-- Text under study follows --
Hard Lessons from Operating Stateful Systems on Kubernetes: Why We Moved Away from EFS

To support distributed systems and data-heavy services in a containerized Kubernetes environment, Amazon EFS was initially selected as a shared storage layer. The promise of simple, elastic NFS across nodes seemed to offer the flexibility required for services needing shared access to models, configuration, and runtime code. This approach also allowed for in-place Git operations during container startup, aiming to reduce image rebuild time and simplify deployment logic.

However, as the system requirements matured—demanding higher throughput, faster boot times, and predictable availability—the limitations of EFS became increasingly apparent. This post outlines the architectural adjustments made in response to those limitations, and the resulting transition toward an image-based deployment strategy backed by persistent node storage.

Architecture Overview

Self-managed Kubernetes cluster on EC2 (Ubuntu 22.04)
MariaDB cluster deployed using StatefulSet
Supporting services: Redis, Weaviate, LLM inference backends
Persistent storage:
- EFS mounted at /mnt/efs on all nodes
- EBS volumes manually mounted at /mnt/data
Deployment goal: reduce full-stack code deployment time to under 2 minutes without compromising service continuity or state

Why EFS Didn’t Scale with Operational Demands

Despite the ease of setup, EFS introduced variability and overhead that were difficult to control in production:

Symptom	Root Cause
High startup latency for services	Cold-read and metadata fetch overhead in EFS
Readiness and liveness probes failing	Slow socket and I/O access via network NFS
`df -h` showing 0 or 8.0E	EFS's virtualized capacity model
Unexpected mount behavior (127.0.0.1:/)	Fallback behavior when EFS DNS resolution fails

Even with security group tuning and correct mount targets, EFS’s performance was inconsistent for stateful workloads and latency-sensitive services.
-- Text under study concluded --
-- Data section follows --
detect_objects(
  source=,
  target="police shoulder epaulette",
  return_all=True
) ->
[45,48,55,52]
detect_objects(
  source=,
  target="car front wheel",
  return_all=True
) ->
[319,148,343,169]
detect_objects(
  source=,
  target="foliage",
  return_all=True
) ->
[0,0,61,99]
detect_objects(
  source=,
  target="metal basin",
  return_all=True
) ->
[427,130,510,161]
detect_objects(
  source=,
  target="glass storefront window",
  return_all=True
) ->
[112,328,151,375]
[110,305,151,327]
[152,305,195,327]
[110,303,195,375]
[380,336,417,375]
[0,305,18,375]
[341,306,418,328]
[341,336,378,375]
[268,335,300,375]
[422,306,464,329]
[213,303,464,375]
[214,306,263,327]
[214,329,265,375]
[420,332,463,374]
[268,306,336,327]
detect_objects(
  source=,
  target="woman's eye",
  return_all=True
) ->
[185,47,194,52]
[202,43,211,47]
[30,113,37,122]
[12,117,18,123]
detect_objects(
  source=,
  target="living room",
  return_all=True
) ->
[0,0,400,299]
-- Data section concluded --
-- Data section follows --
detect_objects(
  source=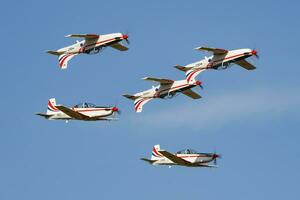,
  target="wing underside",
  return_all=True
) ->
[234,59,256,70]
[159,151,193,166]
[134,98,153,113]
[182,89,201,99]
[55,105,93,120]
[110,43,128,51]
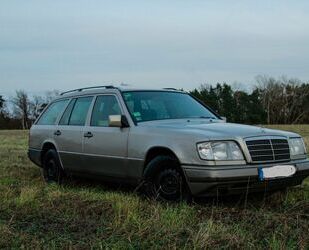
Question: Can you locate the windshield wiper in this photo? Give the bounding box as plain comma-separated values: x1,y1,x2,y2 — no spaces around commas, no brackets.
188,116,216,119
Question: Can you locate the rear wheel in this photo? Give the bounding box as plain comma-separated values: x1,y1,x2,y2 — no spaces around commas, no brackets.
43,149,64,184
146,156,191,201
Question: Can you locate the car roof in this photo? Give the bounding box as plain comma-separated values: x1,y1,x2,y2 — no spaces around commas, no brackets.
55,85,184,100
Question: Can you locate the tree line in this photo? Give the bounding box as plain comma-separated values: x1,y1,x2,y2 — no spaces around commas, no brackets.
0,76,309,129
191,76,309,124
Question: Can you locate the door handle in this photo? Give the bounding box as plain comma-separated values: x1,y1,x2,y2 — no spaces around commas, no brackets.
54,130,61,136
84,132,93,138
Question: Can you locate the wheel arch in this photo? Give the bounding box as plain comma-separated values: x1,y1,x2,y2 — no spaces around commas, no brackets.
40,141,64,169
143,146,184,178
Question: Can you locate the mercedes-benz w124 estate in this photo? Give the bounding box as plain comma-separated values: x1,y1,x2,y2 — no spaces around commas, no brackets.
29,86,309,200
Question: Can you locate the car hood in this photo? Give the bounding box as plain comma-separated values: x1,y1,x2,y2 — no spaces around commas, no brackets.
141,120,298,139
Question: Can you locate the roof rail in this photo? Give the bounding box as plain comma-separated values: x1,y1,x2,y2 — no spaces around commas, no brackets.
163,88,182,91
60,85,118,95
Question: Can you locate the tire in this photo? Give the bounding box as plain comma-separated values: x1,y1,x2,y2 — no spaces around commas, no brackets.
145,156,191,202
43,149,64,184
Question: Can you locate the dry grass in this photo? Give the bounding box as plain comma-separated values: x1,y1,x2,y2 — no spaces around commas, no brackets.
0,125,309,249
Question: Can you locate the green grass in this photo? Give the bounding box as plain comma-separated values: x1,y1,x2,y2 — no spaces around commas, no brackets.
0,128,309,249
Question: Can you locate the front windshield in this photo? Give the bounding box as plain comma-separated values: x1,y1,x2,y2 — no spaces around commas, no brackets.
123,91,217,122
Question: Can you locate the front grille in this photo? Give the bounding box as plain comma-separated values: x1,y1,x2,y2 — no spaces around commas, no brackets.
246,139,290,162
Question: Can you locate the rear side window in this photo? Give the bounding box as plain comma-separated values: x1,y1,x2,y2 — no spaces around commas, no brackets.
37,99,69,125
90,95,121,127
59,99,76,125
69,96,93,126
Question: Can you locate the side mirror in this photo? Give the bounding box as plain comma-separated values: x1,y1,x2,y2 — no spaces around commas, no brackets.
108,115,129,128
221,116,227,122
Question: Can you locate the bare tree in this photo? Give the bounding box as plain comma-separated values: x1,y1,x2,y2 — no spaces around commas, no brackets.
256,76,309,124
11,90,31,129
-- Data section concluded --
Work task: Please continue the post on moving away from EFS, writing what comes after its final sentence. These entries were drawn from a separate source.

Exercise response:
Image-Based Deployment Model

To address startup speed, repeatability, and runtime stability, application code was migrated to immutable Docker images built via CI/CD pipelines. This change eliminated runtime Git operations and removed the need for shared storage for code artifacts.

Key practices adopted:

Minimal base images to reduce cold start time
Layered Docker builds to separate code from system dependencies
Deployment via container rolling restarts, enabling consistent and fast rollout

This shift resulted in reliable startup performance and improved alignment with Kubernetes-native deployment models.

Storage Strategy for Stateful Services

Persistent service data such as MariaDB volumes was backed by manually attached EBS disks. Each node received a dedicated partition mounted to a standardized path. Kubernetes StatefulSets were used to manage replica identity and ensure predictable storage mapping. Node-level isolation was enforced using podAntiAffinity to prevent multiple replicas from sharing a node. Scheduling tolerations were applied to allow usage of control-plane nodes in small clusters.

Disk Partitioning

To separate application-level storage from system processes (e.g., container runtime, OS logs), each EBS volume was manually partitioned:

sudo parted /dev/nvme1n1 mklabel gpt
sudo parted -a optimal /dev/nvme1n1 mkpart primary ext4 0% 100%
sudo mkfs.ext4 /dev/nvme1n1p1
sudo mkdir -p /mnt/data
sudo mount /dev/nvme1n1p1 /mnt/data

This ensured clean volume management, enabled consistent mount behavior, and isolated application data for better performance and fault recovery.

Performance Comparison

Operation	EFS (NFS)	Local File (EBS)	Image-Based (CI-built)
Git clone (clean repo)	~4.2s	~1.1s	N/A (no runtime cloning)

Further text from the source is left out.